# GIVEN EXERCISE
Output the data below in full, character for character.

Entries taken from a collection
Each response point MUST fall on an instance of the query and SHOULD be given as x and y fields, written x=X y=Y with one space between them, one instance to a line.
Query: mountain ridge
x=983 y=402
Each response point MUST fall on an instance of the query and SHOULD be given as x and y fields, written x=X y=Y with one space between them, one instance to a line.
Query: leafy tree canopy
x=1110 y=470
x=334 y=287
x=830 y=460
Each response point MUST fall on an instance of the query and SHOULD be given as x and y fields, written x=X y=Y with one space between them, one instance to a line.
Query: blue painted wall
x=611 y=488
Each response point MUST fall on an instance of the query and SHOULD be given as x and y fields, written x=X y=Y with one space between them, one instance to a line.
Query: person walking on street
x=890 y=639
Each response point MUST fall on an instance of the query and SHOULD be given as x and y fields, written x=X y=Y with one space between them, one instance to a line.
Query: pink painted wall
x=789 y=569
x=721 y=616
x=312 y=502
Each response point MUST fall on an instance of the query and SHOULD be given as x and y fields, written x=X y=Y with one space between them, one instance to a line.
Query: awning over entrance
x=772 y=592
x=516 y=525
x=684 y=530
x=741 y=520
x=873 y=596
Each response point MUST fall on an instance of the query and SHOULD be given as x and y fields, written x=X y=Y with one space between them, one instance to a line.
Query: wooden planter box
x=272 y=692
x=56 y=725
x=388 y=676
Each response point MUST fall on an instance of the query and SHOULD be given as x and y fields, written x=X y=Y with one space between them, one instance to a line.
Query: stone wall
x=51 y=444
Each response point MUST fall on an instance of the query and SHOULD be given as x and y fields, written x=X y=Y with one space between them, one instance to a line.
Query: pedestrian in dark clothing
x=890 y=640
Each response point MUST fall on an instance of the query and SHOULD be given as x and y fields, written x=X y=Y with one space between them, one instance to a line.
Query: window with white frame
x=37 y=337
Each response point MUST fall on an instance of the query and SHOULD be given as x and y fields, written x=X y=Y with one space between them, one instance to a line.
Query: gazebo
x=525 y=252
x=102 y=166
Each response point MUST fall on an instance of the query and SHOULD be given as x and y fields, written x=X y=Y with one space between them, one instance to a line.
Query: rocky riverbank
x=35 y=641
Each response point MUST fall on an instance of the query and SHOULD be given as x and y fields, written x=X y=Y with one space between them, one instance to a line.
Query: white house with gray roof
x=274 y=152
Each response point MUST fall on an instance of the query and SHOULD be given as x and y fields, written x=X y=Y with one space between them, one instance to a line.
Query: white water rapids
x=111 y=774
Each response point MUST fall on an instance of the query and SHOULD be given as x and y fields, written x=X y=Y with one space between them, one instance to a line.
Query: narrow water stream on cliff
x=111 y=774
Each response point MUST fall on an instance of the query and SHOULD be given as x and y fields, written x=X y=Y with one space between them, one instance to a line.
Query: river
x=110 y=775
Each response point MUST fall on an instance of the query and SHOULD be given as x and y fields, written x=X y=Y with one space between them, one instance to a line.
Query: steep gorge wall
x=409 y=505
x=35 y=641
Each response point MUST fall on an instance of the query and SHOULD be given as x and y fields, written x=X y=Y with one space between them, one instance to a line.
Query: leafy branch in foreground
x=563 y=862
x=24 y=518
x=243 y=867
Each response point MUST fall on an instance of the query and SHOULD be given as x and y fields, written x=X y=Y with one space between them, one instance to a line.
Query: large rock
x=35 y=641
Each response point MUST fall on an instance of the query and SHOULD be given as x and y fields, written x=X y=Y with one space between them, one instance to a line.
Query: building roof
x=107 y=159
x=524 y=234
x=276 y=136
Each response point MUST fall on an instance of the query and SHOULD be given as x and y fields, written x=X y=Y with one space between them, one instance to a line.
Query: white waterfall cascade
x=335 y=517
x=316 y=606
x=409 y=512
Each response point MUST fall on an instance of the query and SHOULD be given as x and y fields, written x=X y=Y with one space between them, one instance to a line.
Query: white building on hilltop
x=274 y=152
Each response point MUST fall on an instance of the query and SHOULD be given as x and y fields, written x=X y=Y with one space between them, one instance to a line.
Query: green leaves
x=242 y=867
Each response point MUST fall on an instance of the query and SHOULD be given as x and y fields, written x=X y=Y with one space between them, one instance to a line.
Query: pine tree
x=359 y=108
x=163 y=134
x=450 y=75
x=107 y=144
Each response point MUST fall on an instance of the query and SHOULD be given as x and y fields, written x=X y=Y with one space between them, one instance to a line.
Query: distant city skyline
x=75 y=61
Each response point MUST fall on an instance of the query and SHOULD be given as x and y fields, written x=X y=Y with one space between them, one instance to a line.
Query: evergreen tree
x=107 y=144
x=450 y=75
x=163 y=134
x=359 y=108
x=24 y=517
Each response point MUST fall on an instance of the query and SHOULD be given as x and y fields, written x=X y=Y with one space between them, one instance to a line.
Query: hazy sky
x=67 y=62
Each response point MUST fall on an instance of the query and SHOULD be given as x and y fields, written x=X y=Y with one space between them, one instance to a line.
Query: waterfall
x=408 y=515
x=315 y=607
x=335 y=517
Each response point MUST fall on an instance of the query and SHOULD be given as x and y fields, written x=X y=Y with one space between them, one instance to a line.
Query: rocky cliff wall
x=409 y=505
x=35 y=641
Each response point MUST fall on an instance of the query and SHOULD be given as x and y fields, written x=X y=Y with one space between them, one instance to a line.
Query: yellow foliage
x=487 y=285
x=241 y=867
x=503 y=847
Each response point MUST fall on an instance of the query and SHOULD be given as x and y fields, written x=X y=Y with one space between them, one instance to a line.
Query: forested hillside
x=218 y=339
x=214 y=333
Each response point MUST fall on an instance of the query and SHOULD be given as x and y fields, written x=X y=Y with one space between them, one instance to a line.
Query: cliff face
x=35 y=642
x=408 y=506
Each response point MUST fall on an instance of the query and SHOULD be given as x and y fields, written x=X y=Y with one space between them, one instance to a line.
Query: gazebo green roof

# EXERCISE RESULT
Each response point MUST fall on an instance of the query and SHOULD be given as x and y fields, written x=X y=Y with one space between them, one instance to a line.
Query: mountain ridge
x=983 y=402
Each response point MUST fall on an instance of the query and SHOULD be given as x and y fields, written x=X y=Y with one space between them, one instance to a line.
Query: leafy tree canopy
x=1110 y=470
x=334 y=287
x=830 y=460
Each response point MUST fall on an instance of the query and SHOULD be given as x and y fields, written x=X y=Y with one space between them, one instance to a line.
Query: blue painted wall
x=611 y=488
Each response point MUST fall on an instance of the query and SHOULD be given as x and y fields, written x=X y=Y with one space between them, one instance to a line.
Query: person walking on street
x=890 y=639
Each response point MUST fall on an instance of the query and SHOULD be given as x and y fields, written x=X y=Y with one space between them, one instance to a line.
Query: pink painted wall
x=789 y=569
x=721 y=616
x=312 y=502
Each response point MUST fall on an instance of the query and SHOULD be given as x and y fields, written x=X y=Y with one space between them, one instance to a line.
Query: awning over entrance
x=772 y=592
x=516 y=525
x=684 y=530
x=741 y=520
x=873 y=596
Each response point MUST fall on an instance of the query and SHOULD be given as x and y fields, written x=X y=Y with one space between them, one instance to a line.
Query: wooden planter box
x=272 y=692
x=56 y=725
x=388 y=676
Each response point MUST fall on an instance of the query and SHOULD be given as x and y fields, written x=X y=Y with one space between them, one instance to a line.
Query: stone wall
x=51 y=444
Each response point MUST fall on an instance of the query and SHOULD be given as x and y fields, written x=X y=Y with one space between them, one instance to a line.
Query: pedestrian in dark clothing
x=890 y=640
Each response point MUST fall on an instance of the query and SHOULD be given as x and y fields, written x=X y=Y with one space between them, one instance to a line.
Query: window with white frame
x=37 y=337
Each response point MUST fall on an instance of the query and SHOULD be given as x and y fields, written x=X y=Y with one space between them, one instance to a line.
Query: gazebo
x=525 y=252
x=102 y=166
Each response point MUST fall on an instance of the query and SHOULD be given as x and y fields, written x=X y=Y with one space between them, one instance to a line.
Query: rocky riverbank
x=35 y=641
Each response point MUST fall on an instance of the query and SHOULD be given as x and y fields, written x=X y=Y with one space between them, one instance to a line.
Query: white house with gray roof
x=274 y=152
Each response point MUST fall on an instance of the query and SHOULD be given as x and y fields, written x=X y=Y with one space between them, one instance to a line.
Query: white water rapids
x=111 y=774
Each response point MUST fall on an instance of the query and SHOULD be given as x and y fields, written x=X y=Y with one space between them, one instance to a line.
Query: narrow water stream on cliff
x=111 y=774
Each response point MUST fall on an instance of the query and SHOULD be given as x and y fields, written x=X y=Y with one space between them, one instance to a line.
Query: river
x=110 y=775
Each response point MUST fall on an instance of the query and SHOULD be given as x and y fields, written x=X y=Y with one space between them, one instance to a line.
Query: steep gorge wall
x=409 y=505
x=35 y=641
Each response point MUST fall on an instance of the query and SHOULD be given as x and y fields, written x=X y=Y with one space between them, one instance to a line.
Query: leafy branch in foreground
x=563 y=862
x=24 y=518
x=243 y=867
Each response point MUST fall on an instance of the query and SHOULD be given as x and y fields, written x=X y=Y with one space between them, one instance to a line.
Query: large rock
x=35 y=641
Each response point MUST fall on an instance of the query and SHOULD be given as x and y fields, written x=X y=Y with one space between them, one instance to a line.
Query: building roof
x=107 y=159
x=524 y=234
x=276 y=136
Each response point MUST fall on an instance of the query and SHOULD be given as x and y fields, written x=X y=Y with one space between them, one instance to a line.
Query: white waterfall cascade
x=335 y=517
x=316 y=606
x=409 y=512
Each response point MUST fall on an instance of the query and SHOULD be given as x and y fields, written x=X y=Y with one space between them, one instance to a line.
Query: white building on hilltop
x=274 y=152
Each response point MUST fall on an instance of the query and SHOULD be given as x and y fields, written x=X y=Y with one space between them, one instance to a line.
Query: green leaves
x=242 y=867
Each response point MUST fall on an instance of the query and SHOULD be given as x and y fields, written x=X y=Y with one space between them, one instance to a line.
Query: pine tree
x=359 y=108
x=163 y=134
x=450 y=75
x=107 y=144
Each response point MUST fall on an instance of the query and SHOULD be given as x and y fields, written x=X y=Y with one space between them, one instance to a line.
Query: distant city skyline
x=75 y=61
Each response point MUST fall on an instance of the query and SHOULD be given as x and y fields, written x=X y=Y with one space between them, one instance to a line.
Query: evergreen tree
x=107 y=144
x=450 y=75
x=163 y=134
x=359 y=108
x=24 y=517
Each response point MUST fall on an instance of the query and SHOULD be given as x and y fields, written x=X y=Y with one space between them, one instance to a line.
Query: hazy sky
x=67 y=62
Each response point MUST fall on an instance of the query and SHOULD be given as x and y fields, written x=X y=Y with one space between them, one instance to a line.
Query: waterfall
x=408 y=515
x=315 y=607
x=335 y=517
Each response point MUST fall on an instance of the query and SHOULD be given as x and y fields, written x=X y=Y with one space between them, one instance to a line.
Query: rocky cliff wall
x=409 y=505
x=35 y=641
Each response point MUST fall on an instance of the query and SHOULD be given as x and y fields, written x=X y=Y with one space between them, one instance to a line.
Query: yellow foliage
x=487 y=285
x=241 y=867
x=503 y=847
Each response point MUST fall on an instance of the query and SHOULD be given as x and y fields, written x=X y=Y with one space between them, one instance to a line.
Query: forested hillside
x=218 y=339
x=214 y=333
Each response point MUST fall on an instance of the query and SHOULD be given as x and y fields, written x=X y=Y with one space between them, one instance to a line.
Query: cliff face
x=35 y=642
x=408 y=506
Each response point MUST fall on an instance of the query and SHOULD be given as x and y fields, written x=X y=Y with one space between them, one instance to a line.
Query: gazebo green roof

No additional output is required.